**What to produce**
Every entry, exactly as given, must be retyped.

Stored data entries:
BEGIN

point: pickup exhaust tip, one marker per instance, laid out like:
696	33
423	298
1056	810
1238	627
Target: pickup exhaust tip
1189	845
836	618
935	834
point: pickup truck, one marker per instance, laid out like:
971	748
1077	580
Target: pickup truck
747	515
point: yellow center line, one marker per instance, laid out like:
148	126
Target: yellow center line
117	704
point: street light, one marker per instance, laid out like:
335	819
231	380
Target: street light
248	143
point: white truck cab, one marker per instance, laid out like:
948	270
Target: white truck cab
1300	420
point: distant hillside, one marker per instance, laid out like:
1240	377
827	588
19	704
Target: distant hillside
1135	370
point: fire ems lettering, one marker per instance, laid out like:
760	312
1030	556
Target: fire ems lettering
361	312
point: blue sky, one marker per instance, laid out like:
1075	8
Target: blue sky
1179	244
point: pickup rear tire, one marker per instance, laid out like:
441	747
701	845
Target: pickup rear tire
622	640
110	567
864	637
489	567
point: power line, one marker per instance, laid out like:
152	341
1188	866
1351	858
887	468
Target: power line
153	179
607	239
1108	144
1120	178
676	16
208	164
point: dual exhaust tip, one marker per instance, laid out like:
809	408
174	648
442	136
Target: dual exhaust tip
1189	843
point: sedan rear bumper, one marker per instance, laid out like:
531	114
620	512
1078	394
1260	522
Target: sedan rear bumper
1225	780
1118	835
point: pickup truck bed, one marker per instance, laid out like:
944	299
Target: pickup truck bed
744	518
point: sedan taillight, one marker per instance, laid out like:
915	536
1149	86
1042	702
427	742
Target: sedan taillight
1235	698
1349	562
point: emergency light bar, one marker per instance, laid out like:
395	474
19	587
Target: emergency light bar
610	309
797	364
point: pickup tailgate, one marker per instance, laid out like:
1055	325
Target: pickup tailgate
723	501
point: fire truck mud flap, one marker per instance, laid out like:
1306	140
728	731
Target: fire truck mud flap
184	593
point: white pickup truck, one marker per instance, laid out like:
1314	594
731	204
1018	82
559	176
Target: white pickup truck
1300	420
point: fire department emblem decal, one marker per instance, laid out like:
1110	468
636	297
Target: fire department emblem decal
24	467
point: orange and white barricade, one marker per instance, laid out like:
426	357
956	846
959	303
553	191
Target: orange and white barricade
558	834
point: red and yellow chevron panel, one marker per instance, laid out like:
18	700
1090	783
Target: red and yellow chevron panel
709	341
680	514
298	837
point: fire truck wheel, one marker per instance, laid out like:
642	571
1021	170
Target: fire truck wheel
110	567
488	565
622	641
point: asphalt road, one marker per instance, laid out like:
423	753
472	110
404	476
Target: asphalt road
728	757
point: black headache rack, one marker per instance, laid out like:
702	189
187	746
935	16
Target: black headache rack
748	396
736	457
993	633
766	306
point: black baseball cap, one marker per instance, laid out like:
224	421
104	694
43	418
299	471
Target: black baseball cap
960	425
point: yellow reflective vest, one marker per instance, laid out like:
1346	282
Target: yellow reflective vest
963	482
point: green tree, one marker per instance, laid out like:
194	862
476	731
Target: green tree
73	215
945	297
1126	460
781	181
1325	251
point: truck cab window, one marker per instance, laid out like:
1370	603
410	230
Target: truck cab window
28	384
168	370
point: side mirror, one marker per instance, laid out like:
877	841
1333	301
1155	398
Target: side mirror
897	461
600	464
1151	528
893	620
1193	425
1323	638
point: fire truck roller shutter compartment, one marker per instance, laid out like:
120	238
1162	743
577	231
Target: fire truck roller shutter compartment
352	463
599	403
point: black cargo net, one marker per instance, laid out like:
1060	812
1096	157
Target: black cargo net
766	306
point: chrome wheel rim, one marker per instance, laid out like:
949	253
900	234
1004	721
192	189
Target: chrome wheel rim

END

**Expected output**
point: pickup exhaust tip, one marker per instance, laid out like:
696	33
423	298
1056	810
1238	627
Target: pickup exhaust tip
1189	845
836	618
935	834
point: pickup truck, one marker per instance, laid out like:
971	748
1077	580
Target: pickup truck
747	515
point: yellow center line, one marker per instance, laid out like:
148	126
Target: yellow center line
117	704
point: street light, one marker per instance, laid out like:
335	819
231	380
Target: street light
248	143
point: white truck cab, one marker per instance, laid out like:
948	270
Target: white truck cab
1300	420
point: distant hillside, one marker per instance, laid out like:
1240	377
827	588
19	704
Target: distant hillside
1135	370
point: fire ems lettering, one marker per instance, laid out like:
760	312
1030	556
Target: fire ems lettering
361	312
point: blue sky, one marker per instance, laid out like:
1075	8
Target: blue sky
1179	244
point: pickup rear tire, one marker per instance, laid out like:
441	747
701	845
Target: pickup rear tire
622	640
110	567
864	637
489	567
point: power line, one marker per instance, laid out like:
152	341
1188	866
1351	858
887	468
Target: power line
153	179
607	239
1108	144
1120	178
676	16
208	164
point: dual exhaust tip, one marker per instance, laid out like:
809	408
174	648
442	136
Target: dual exhaust tip
1189	843
point: sedan rear bumper, one marker per instance, laid out like:
531	114
620	512
1078	394
1260	522
Target: sedan rear bumper
1225	780
1118	835
point: pickup truck bed, one marker per instance, laid out like:
944	299
Target: pickup truck bed
744	518
point: sedan taillight, one marker per instance, laid out like:
915	536
1149	86
1042	702
427	742
Target: sedan taillight
1235	698
1349	562
point: emergency light bar, one marker per instance, laid out like:
395	474
19	587
Target: emergency light bar
610	309
797	364
point: pickup tailgate, one marker per instance, laid out like:
1055	325
Target: pickup tailgate
723	501
point: fire truck mud flap, one marker per instance, laid out like:
1306	140
728	731
Target: fire truck mud flap
184	593
point: white pickup truck, one marker per instance, laid out like:
1314	594
731	204
1018	82
559	176
Target: white pickup truck
1300	420
point: fire department emblem decal, one marker per instance, laid out like:
1110	468
636	297
Target: fire department emblem decal
24	467
point: orange and white barricade, one marker per instance, laid out like:
426	357
956	846
959	303
553	191
Target: orange and white barricade
558	834
point: red and yellow chevron panel, one marker per instance, laid out like:
18	700
1090	783
Target: red and yellow chevron panel
709	341
680	514
298	837
point: fire truck wheel, one marker per instance, laid out like:
642	571
1021	170
Target: fire truck wheel
110	567
488	565
622	641
point: asphalt road, one marker per instance, laid out like:
423	753
472	110
404	476
Target: asphalt road
728	757
point: black headache rack, one marker per instance, laid out like:
702	189
187	746
935	16
Target: black headache rack
748	396
736	457
993	633
766	306
point: black baseball cap, one marker per instance, laid out like:
224	421
104	694
43	418
299	471
Target: black baseball cap
960	425
point: yellow reflective vest, one marker per instance, laid out like:
1346	282
Target: yellow reflective vest
963	482
point: green tree, one marker per instance, laid out like:
194	862
476	731
Target: green tree
73	215
945	297
1126	460
781	181
1325	251
point: truck cab window, one marker per instance, laid out like:
1370	603
410	230
Target: truck cab window
28	384
168	370
point: side mirror, one marker per instance, laid out like:
877	841
1333	301
1155	398
Target: side mirror
897	461
600	464
1151	528
893	620
1193	425
1323	638
point: fire truck roller shutter compartment, one marker per instance, laid out like:
120	238
1162	743
577	231
Target: fire truck roller shutter compartment
352	463
599	403
point: black cargo net, one marker per instance, laid out like:
1060	812
1096	157
Target: black cargo net
766	306
point: chrome wheel rim, one marker per instance, laid out like:
949	253
900	234
1004	721
192	189
Target: chrome wheel rim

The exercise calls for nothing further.